S’il en résulte pour l’enfant des blessures graves, une infirmité, même temporaire, ou si les rapports ont été accompagnés de violences, le coupable sera puni d’une peine d’emprisonnement de cinq à dix ans.
Prévalences
Selon un rapport du ministère sénégalais de la femme, de la famille et de l’enfance : « défini comme un mariage coutumier, religieux ou légal de tout être âgé de moins de 18 ans, le mariage d’enfant a lieu avant qu’une fille ou un garçon ne soit physiquement et psychologiquement prêt à assumer les responsabilités du mariage et de la maternité ».
Cependant, les dispositions du Code de la famille en vigueur fixant l’âge minimum légal à 16 ans pour une fille et autorisant le mariage d’une personne mineure à condition que soit justifié le consentement au mariage par la personne exerçant la puissance paternelle à son égard ne correspondent pas à cette limite d’âge.
D’après le rapport de l’UNICEF State of the World’s Children 2016, 32% des femmes sont mariées avant l’âge de 18 ans et 9% sont mariées avant l’âge de 15 ans au Sénégal.
Le gouvernement sénégalais plaide contre le mariage des enfants, mais la pratique est souvent enracinée dans la tradition. Les données n’indiquent pas qu’une certaine tradition religieuse serait plus à même qu’une autre de pratiquer les mariages précoces. Aucune affiliation religieuse particulière n’y est associée. Cependant, à ce jour, les chefs religieux ne se sont pas montrés de fervents opposants à cette pratique.
D’après le rapport de l’UNICEF State of the World’s Children 2016, 32% des femmes sont mariées avant l’âge de 18 ans et 9% sont mariées avant l’âge de 15 ans au Sénégal
L’autre contrainte majeure relevée par le ministère de la femme, de la famille et de l’enfance du Sénégal est relative au déficit de données sur le phénomène des mariages précoces et des mariages forcés au Sénégal.

----

• **Exercices proposés**:
A. Reformulez sous forme de liste, plus brièvement, le paragraphe de l’extrait sur le mariage des enfants au Sénégal qui commence par « Le gouvernement sénégalais plaide ». Conservez ses faits essentiels.
B. Prolongez l’extrait sur le mariage des enfants au Sénégal en reprenant après sa dernière phrase.

----

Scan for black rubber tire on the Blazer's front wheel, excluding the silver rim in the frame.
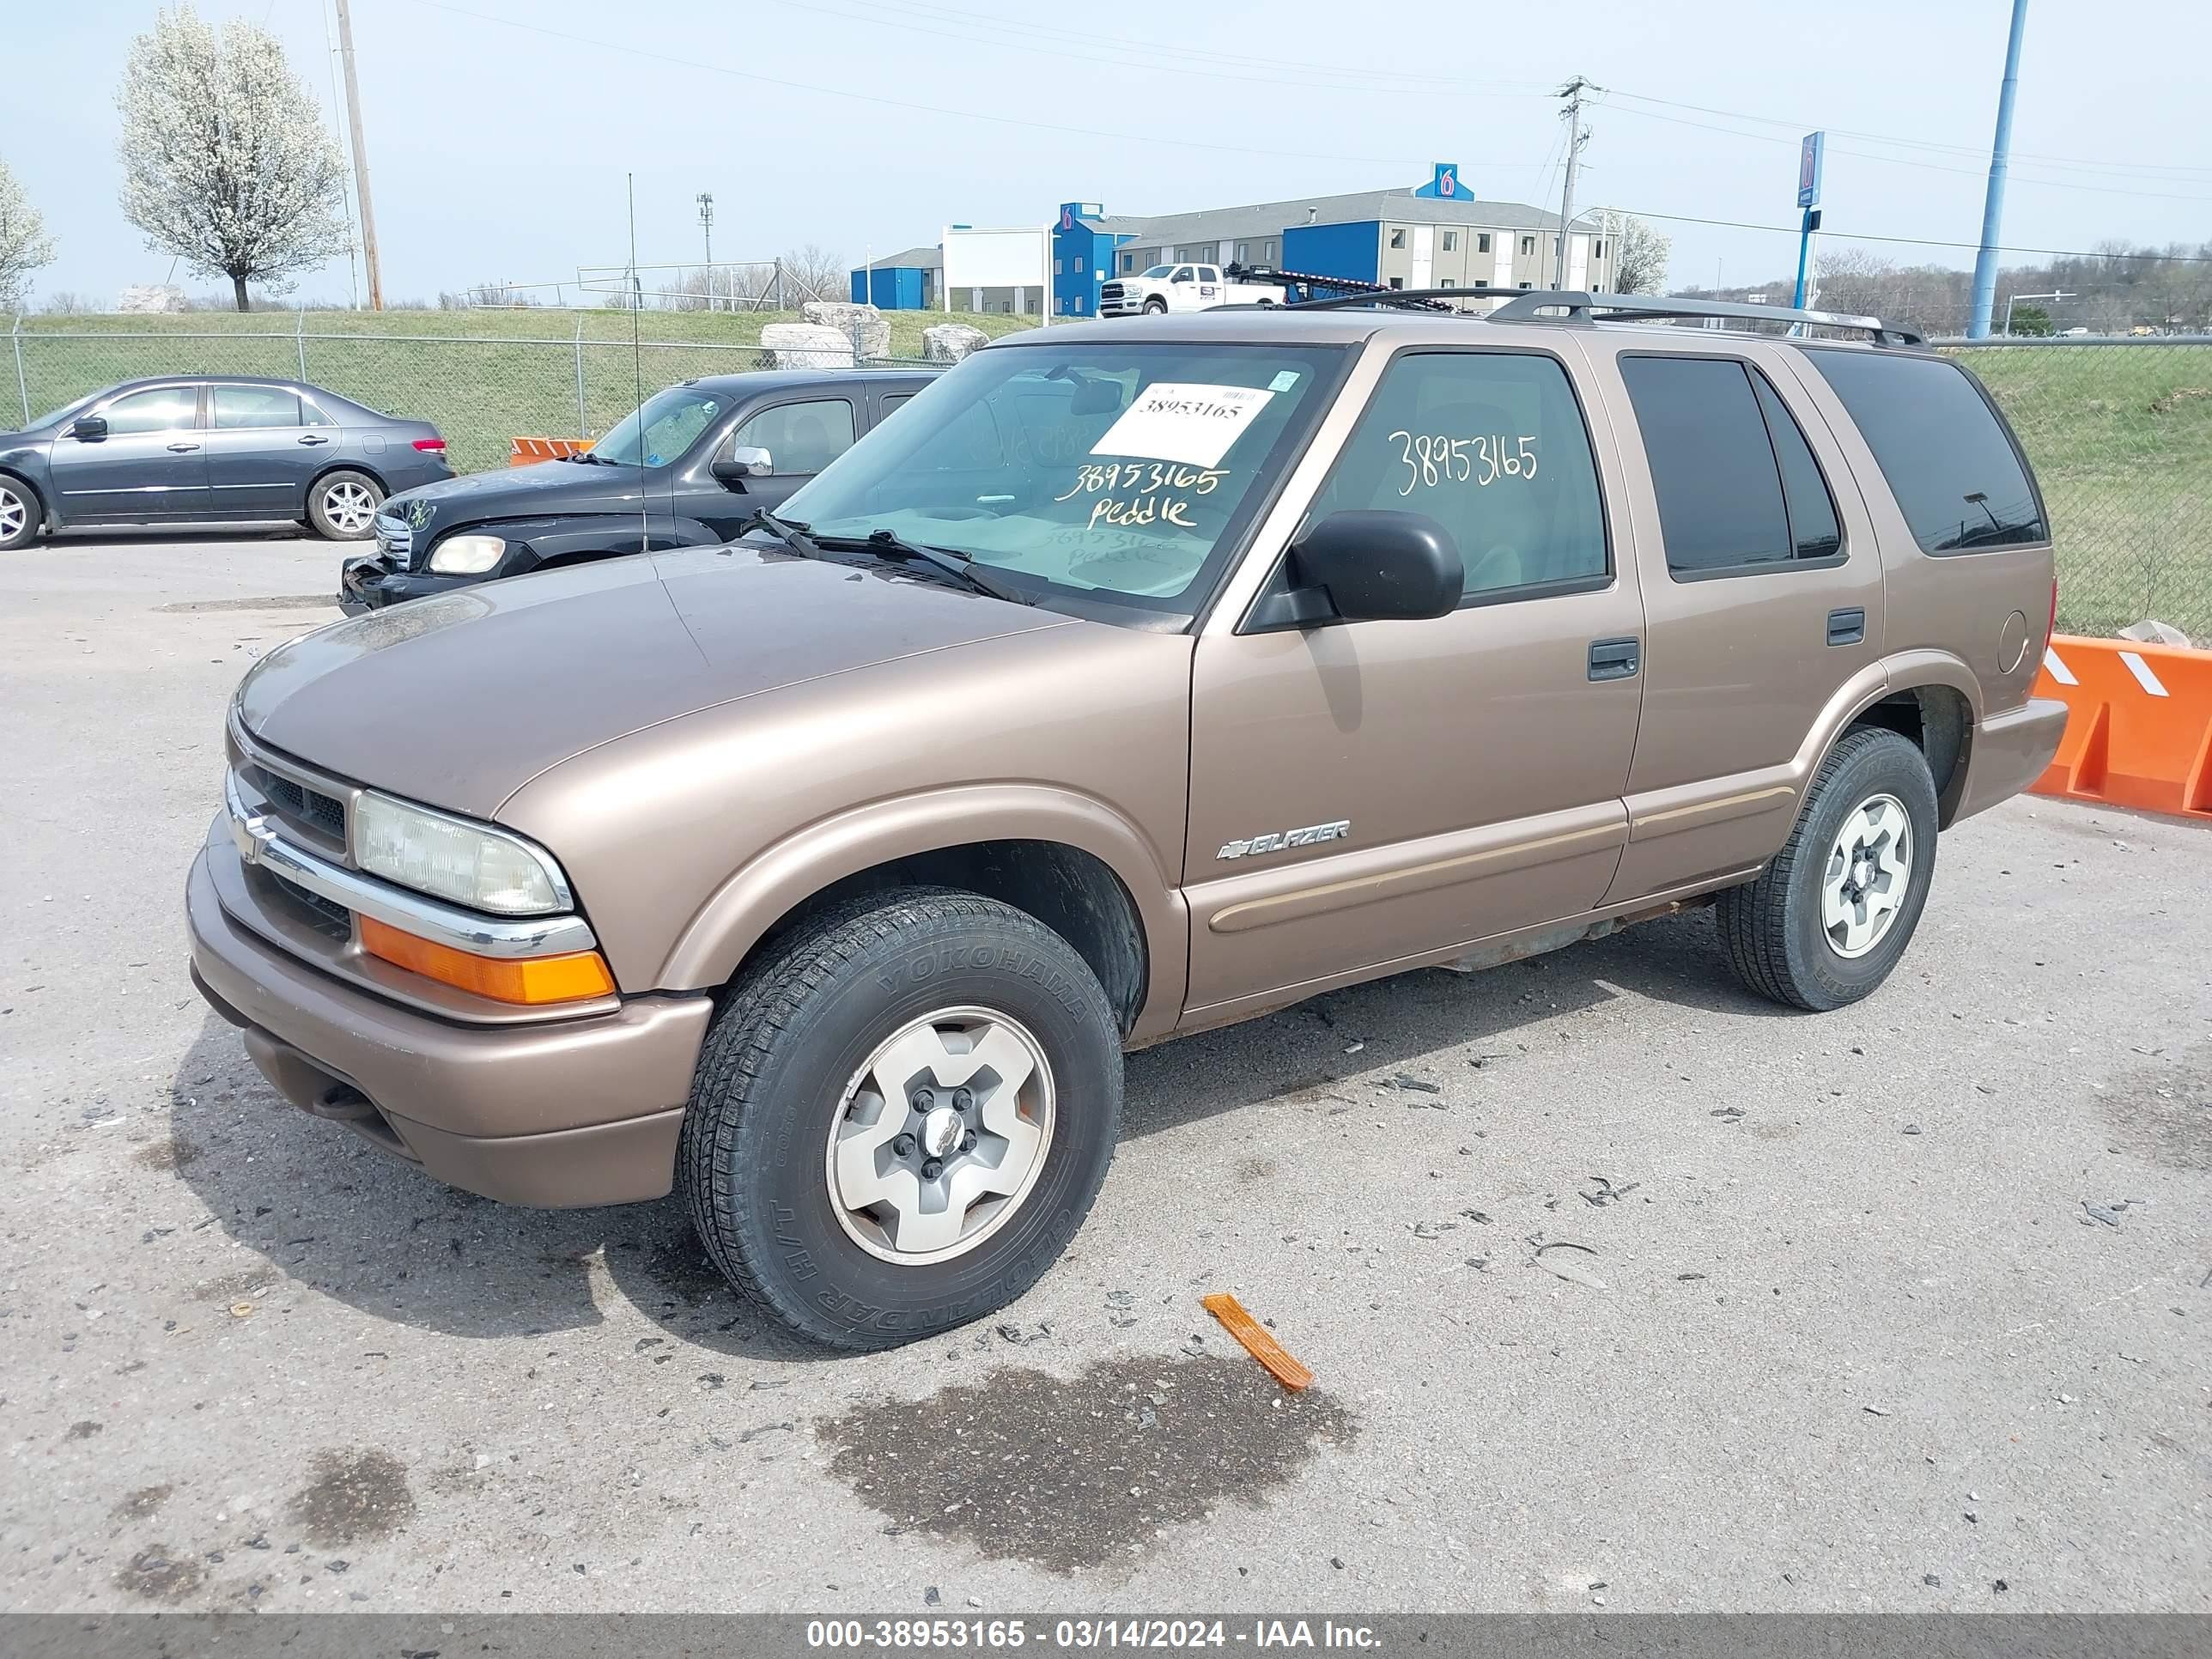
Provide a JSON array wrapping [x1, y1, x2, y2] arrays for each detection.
[[677, 887, 1121, 1349]]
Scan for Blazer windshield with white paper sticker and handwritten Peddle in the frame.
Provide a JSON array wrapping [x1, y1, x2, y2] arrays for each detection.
[[785, 343, 1343, 615]]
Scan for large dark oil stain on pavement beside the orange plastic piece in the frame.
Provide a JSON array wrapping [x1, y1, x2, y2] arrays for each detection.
[[818, 1356, 1354, 1573]]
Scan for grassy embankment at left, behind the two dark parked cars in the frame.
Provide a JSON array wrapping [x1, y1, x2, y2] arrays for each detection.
[[15, 307, 1029, 471]]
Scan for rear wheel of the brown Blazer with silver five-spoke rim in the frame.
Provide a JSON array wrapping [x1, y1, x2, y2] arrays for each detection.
[[1717, 726, 1936, 1013]]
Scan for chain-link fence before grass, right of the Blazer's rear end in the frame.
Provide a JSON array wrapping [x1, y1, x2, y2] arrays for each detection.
[[1940, 337, 2212, 646]]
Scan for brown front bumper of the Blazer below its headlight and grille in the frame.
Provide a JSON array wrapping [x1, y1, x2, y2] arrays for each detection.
[[185, 836, 712, 1210]]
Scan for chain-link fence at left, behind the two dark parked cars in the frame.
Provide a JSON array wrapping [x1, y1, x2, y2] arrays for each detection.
[[0, 314, 942, 471]]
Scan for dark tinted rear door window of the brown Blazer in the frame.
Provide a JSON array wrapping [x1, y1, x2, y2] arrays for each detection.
[[1621, 356, 1843, 577]]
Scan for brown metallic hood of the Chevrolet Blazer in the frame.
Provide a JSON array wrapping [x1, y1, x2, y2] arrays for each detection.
[[239, 546, 1071, 818]]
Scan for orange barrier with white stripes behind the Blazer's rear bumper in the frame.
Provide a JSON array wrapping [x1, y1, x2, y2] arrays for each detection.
[[2035, 633, 2212, 818]]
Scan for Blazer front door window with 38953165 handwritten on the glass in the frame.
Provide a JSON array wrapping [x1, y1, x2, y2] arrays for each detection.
[[1307, 352, 1610, 599]]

----

• **Réponses par exercice**:
A.
- Le gouvernement sénégalais s’oppose au mariage des enfants, une pratique souvent enracinée dans la tradition.
- Les données ne montrent pas qu’une tradition religieuse y recourt davantage qu’une autre, et aucune affiliation religieuse particulière n’y est associée.
- À ce jour, les chefs religieux ne se sont pas montrés de fervents opposants à cette pratique.

B.
Citant un rapport publié en 2012 par l’Agence nationale de la statistique et de la démographie, l’agence de presse Inter press service rapporte que le mariage des filles avant 18 ans constitue une pratique répandue au Sénégal, avec 16% des femmes mariées avant l’âge de 15 ans 38.
Selon le rapport susmentionné, 40% des femmes sénégalaises ont été mariées avant l’âge de 18 ans ; 78% l’ont été avant l’âge de 25 ans. Au Sénégal, l’âge médian du mariage pour les femmes âgées de 25 à 49 ans est de 19,3 ans. Il est de 19,6 ans pour les femmes ayant entre 20 et 49 ans 39.
D’après Fatou Kiné Camara, Secrétaire générale adjointe de l’Association des juristes Sénégalaises (AJS) : « les mariages précoces touchent les filles âgées entre 7 et 14 ans au Sénégal ». Ainsi, 9 % d’entre elles sont mariées en milieu urbain et le reste en milieu rural.
Les conséquences des mariages précoces
Selon des sources issues du ministère de la femme, de la famille et l’enfance du Sénégal, les femmes qui sont mariées jeunes sont plus exposées aux violences, aux abus et aux rapports sexuels forcés.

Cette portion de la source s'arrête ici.